Set problem: Please convert the data below into a JSON list of strings, one string per line, leaving out blank lines and the pictures.

[Start]

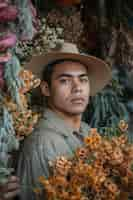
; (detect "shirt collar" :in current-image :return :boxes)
[43,108,89,137]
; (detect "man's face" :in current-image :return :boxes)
[42,61,90,115]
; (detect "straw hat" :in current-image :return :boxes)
[25,43,111,96]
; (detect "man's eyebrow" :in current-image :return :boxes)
[56,73,88,79]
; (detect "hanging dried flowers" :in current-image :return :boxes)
[16,18,64,63]
[35,125,133,200]
[4,70,40,139]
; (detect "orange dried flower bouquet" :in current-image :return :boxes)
[35,124,133,200]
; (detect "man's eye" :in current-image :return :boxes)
[80,78,89,83]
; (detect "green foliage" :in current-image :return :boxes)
[0,99,19,183]
[85,69,129,136]
[4,52,23,106]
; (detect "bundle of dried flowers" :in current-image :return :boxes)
[35,121,133,200]
[4,70,40,139]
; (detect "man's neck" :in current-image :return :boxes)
[50,106,82,131]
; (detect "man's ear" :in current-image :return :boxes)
[40,81,50,97]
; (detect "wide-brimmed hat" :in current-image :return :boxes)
[25,43,111,96]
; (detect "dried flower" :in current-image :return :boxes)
[35,126,133,200]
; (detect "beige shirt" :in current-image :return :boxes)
[17,109,89,200]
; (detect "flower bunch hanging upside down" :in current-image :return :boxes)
[34,126,133,200]
[4,70,40,139]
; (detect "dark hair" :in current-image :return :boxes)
[42,58,85,87]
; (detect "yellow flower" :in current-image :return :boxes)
[118,120,128,132]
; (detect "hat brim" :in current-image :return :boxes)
[25,52,111,96]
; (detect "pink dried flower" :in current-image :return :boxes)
[0,64,4,89]
[0,52,12,63]
[0,5,18,22]
[0,33,17,51]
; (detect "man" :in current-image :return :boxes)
[0,176,20,200]
[18,43,111,200]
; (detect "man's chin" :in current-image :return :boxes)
[66,109,85,115]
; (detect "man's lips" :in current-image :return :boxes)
[71,97,85,104]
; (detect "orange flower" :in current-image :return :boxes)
[118,120,128,132]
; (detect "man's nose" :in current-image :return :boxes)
[73,79,82,92]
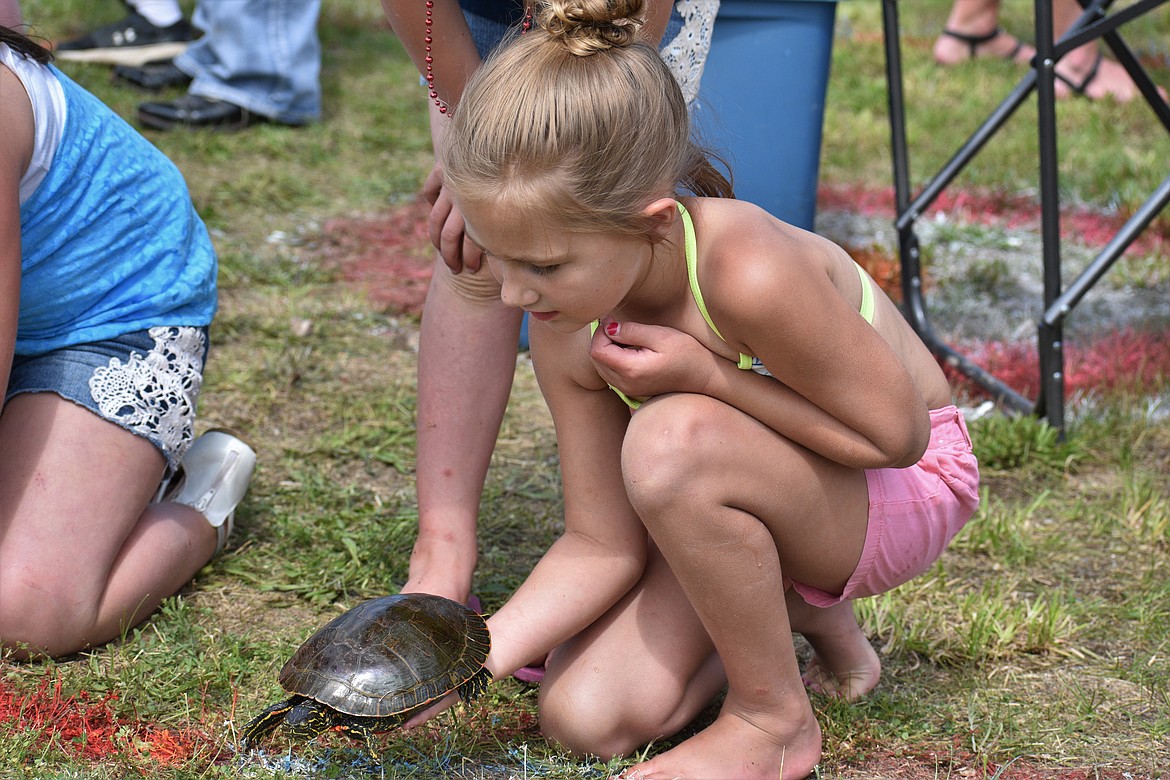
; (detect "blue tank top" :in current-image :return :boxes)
[16,65,216,354]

[End]

Solution for this exercise:
[
  "; (detect \"shirt collar\" :in current-image :return :boxes)",
  "[43,108,89,137]",
  "; (detect \"man's face\" :in current-image :return :boxes)",
  "[42,61,90,115]",
  "; (detect \"straw hat\" :in current-image :return :boxes)",
  "[25,43,111,96]",
  "; (detect \"man's eyebrow\" :in current-image :return :boxes)",
  "[56,73,88,79]",
  "; (detect \"hanging dried flowers\" :in current-image :return :boxes)",
  "[16,18,64,63]",
  "[35,125,133,200]",
  "[4,70,40,139]",
  "; (detect \"orange dried flower bouquet\" :in current-image :return :boxes)",
  "[35,124,133,200]",
  "; (detect \"man's eye\" :in current-image :return :boxes)",
  "[80,78,89,83]",
  "; (detect \"green foliage\" :in current-image :return :boxes)",
  "[0,99,19,183]",
  "[85,69,129,136]",
  "[4,52,23,106]",
  "; (detect \"bundle of dried flowers\" :in current-image :return :boxes)",
  "[35,121,133,200]",
  "[4,70,40,139]",
  "; (detect \"man's neck\" :in current-image :return :boxes)",
  "[50,106,82,131]",
  "; (detect \"man's ear\" :in current-image :return :boxes)",
  "[40,81,50,97]",
  "; (detect \"wide-brimmed hat\" :in current-image :return :boxes)",
  "[25,43,111,96]",
  "; (detect \"dried flower\" :in current-image :return :boxes)",
  "[35,126,133,200]",
  "; (detect \"beige shirt\" :in current-image :return :boxes)",
  "[17,109,89,200]",
  "; (detect \"flower bunch hanging upside down\" :in current-image :return :boxes)",
  "[34,126,133,200]",
  "[4,70,40,139]",
  "; (detect \"dark hair\" :in current-image :return :boxes)",
  "[42,58,85,87]",
  "; (detect \"yellow flower\" :in current-image :return :boxes)",
  "[118,120,128,132]",
  "; (detect \"hat brim\" :in current-image :return :boxes)",
  "[25,52,111,96]",
  "; (detect \"pink dried flower\" :in current-image :return :boxes)",
  "[0,64,4,89]",
  "[0,52,12,63]",
  "[0,5,18,22]",
  "[0,33,17,51]",
  "; (detect \"man\" :in current-image :return :boxes)",
  "[0,176,20,200]",
  "[18,43,111,200]",
  "; (detect \"man's chin\" :in current-image :return :boxes)",
  "[66,109,85,115]",
  "; (detect \"man's lips\" :in current-image :return :boxes)",
  "[71,97,85,104]",
  "; (detect \"orange flower\" :in current-image :return :boxes)",
  "[118,120,128,132]",
  "; (detect \"man's nose\" :in current-image :return :boxes)",
  "[73,79,82,92]",
  "; (detect \"blue tank top\" :in current-image :return :boxes)",
  "[16,65,216,354]"
]